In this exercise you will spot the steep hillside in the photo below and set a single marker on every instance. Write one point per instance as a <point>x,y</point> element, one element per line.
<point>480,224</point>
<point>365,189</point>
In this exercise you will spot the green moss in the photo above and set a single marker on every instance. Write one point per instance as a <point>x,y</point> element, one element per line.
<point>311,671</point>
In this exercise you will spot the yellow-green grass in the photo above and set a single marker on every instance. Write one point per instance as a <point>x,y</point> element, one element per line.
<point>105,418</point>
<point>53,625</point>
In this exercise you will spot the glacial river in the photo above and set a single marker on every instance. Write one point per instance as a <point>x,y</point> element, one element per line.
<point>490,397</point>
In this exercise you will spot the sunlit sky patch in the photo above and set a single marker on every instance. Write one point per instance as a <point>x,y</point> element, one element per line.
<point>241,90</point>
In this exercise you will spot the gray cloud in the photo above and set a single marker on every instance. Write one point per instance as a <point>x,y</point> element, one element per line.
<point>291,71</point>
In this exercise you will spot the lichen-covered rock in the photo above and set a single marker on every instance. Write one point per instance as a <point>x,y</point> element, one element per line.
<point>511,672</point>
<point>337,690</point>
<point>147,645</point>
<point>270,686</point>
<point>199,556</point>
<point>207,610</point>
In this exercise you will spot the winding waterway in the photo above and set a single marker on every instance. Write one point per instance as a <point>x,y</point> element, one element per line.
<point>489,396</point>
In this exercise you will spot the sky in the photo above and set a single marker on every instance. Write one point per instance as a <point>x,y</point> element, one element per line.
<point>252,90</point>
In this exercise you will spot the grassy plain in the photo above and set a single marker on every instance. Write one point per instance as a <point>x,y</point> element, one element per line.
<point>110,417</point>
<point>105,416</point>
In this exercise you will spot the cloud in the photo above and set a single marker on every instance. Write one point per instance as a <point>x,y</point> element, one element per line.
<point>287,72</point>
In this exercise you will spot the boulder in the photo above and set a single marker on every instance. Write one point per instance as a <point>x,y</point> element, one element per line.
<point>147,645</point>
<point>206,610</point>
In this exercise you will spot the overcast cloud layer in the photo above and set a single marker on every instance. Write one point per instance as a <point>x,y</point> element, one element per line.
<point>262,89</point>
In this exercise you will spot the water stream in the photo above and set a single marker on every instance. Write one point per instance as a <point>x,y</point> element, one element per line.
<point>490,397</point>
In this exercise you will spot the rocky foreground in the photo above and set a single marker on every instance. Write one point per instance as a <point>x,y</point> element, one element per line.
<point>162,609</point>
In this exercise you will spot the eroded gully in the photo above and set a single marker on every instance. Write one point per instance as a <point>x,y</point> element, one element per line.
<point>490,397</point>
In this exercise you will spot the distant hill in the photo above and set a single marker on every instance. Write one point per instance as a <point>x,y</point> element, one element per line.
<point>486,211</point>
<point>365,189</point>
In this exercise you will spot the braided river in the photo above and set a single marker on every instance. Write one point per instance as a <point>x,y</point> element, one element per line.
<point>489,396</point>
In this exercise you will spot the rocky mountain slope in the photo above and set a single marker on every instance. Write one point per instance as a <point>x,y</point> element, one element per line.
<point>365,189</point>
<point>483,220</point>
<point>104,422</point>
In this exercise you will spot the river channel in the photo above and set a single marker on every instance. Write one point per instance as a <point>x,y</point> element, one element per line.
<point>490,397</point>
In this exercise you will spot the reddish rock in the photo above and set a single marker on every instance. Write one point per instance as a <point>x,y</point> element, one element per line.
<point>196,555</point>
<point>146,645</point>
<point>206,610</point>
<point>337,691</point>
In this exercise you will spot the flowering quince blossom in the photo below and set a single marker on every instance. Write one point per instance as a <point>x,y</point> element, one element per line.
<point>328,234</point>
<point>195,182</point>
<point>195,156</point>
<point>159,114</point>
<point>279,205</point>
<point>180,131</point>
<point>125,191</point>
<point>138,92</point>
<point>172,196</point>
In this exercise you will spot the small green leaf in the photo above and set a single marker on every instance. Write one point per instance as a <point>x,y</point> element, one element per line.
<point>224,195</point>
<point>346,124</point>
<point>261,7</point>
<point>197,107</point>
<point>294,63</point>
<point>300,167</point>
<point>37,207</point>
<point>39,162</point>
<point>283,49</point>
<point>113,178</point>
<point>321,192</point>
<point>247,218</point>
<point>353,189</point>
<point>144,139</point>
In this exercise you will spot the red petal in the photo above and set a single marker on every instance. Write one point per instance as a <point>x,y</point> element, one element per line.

Aim: Transcribe every line of the data above verbatim, with no alteration.

Solution for this exercise:
In this exercise you will spot the steep hillside in the photo below and set a single marker on every instance. Write one point per instance as a <point>x,y</point> element, one element per line.
<point>480,224</point>
<point>365,189</point>
In this exercise you will spot the green moss in the photo above and set a single marker on every instance. Write one point per instance as a <point>x,y</point> element, one element per line.
<point>311,671</point>
In this exercise you will spot the yellow-green grass in the photo above and set a single marker on every instance. Write one point per instance as a <point>x,y</point> element, one element per line.
<point>105,418</point>
<point>53,625</point>
In this exercise you will spot the glacial river in the photo above and set a single marker on every instance. Write one point per instance as a <point>x,y</point> element, one element per line.
<point>490,397</point>
In this exercise you will spot the sunlit sky patch in the photo above and set a single marker on every instance. Write one point per instance as a <point>x,y</point> element, one element per line.
<point>241,90</point>
In this exercise you will spot the gray cloud in the photo above and set a single marker on every instance. Write one point per instance as a <point>x,y</point> element, one element per line.
<point>291,71</point>
In this exercise you will spot the lichen-covered rock in the photo above and set a single marker on every instance. Write one point per instance as a <point>x,y</point> element, one element per line.
<point>511,672</point>
<point>337,690</point>
<point>147,645</point>
<point>270,686</point>
<point>199,556</point>
<point>207,610</point>
In this exercise you will spot the winding waterway in the photo above and set a single marker on every instance. Write one point per instance as a <point>x,y</point> element, one element per line.
<point>489,396</point>
In this exercise you will spot the sky in the photo above and set a single marker on every instance. Write one point per instance as a <point>x,y</point> element, one element per line.
<point>252,90</point>
In this exercise you will spot the grassy plain in the photo above and set a single marker on every instance. Write one point per instance as a <point>x,y</point> element, one element per line.
<point>110,417</point>
<point>105,416</point>
In this exercise you will spot the cloud in the photo above and set a single marker on every instance. Write one point per instance as a <point>x,y</point> element, one element per line.
<point>287,72</point>
In this exercise you will spot the boulder in the photo above and set a single marker on every instance. Write one point per instance as a <point>x,y</point> element, one element per line.
<point>147,645</point>
<point>206,610</point>
In this exercise you will spot the overcast cloud layer in the photo above and set a single marker on every instance. Write one point per instance as a <point>x,y</point> element, one element per line.
<point>262,89</point>
In this exercise you will spot the water stream in the photo above and set a single marker on every instance. Write one point per instance as a <point>x,y</point> element, one element per line.
<point>490,397</point>
In this exercise you will spot the rocky foreground in the photo above and set a single marker on every instance. Write one point per instance as a <point>x,y</point> element, one element per line.
<point>162,609</point>
In this exercise you will spot the eroded gully in the photo above and set a single marker on every instance. Write one point per instance as a <point>x,y</point> element, one element per line.
<point>490,397</point>
In this exercise you will spot the distant hill in the photo above and set a single marker on every instance. Write one point per instance as a <point>x,y</point> element, one element per line.
<point>486,211</point>
<point>365,189</point>
In this exercise you will spot the braided river in the photo above and set a single marker on every instance. Write one point per instance as a <point>x,y</point> element, one element per line.
<point>489,396</point>
In this exercise you will spot the rocky mountain slope in the photo above and set a single marker on every instance. Write one point per instance as a <point>x,y</point> element, one element per line.
<point>365,189</point>
<point>483,220</point>
<point>104,422</point>
In this exercise you will spot the river channel in the photo above and set a single marker on every instance. Write one point per instance as a <point>x,y</point> element, one element per line.
<point>490,397</point>
In this exercise you will spot the reddish rock in the photo above and set a single marker on every instance. Write one point per instance as a <point>x,y</point> element, one element per line.
<point>196,555</point>
<point>146,645</point>
<point>206,610</point>
<point>337,691</point>
In this exercise you will spot the flowering quince blossom in the photo below and set a single marker on every instance. Write one point per instance as a <point>x,y</point> element, one element per line.
<point>328,234</point>
<point>195,182</point>
<point>195,156</point>
<point>159,114</point>
<point>279,205</point>
<point>180,131</point>
<point>125,191</point>
<point>138,92</point>
<point>172,196</point>
In this exercise you will spot the small green leaf in the photo above and set a single marker on every instance. Write one point per instance as a <point>x,y</point> element, one element per line.
<point>224,195</point>
<point>346,124</point>
<point>261,7</point>
<point>197,107</point>
<point>294,63</point>
<point>300,167</point>
<point>37,207</point>
<point>39,162</point>
<point>283,49</point>
<point>113,178</point>
<point>321,192</point>
<point>247,218</point>
<point>353,189</point>
<point>144,139</point>
In this exercise you will spot the red petal in the photo above and set a single marker on every instance. Write one point per instance as a <point>x,y</point> element, one element per line.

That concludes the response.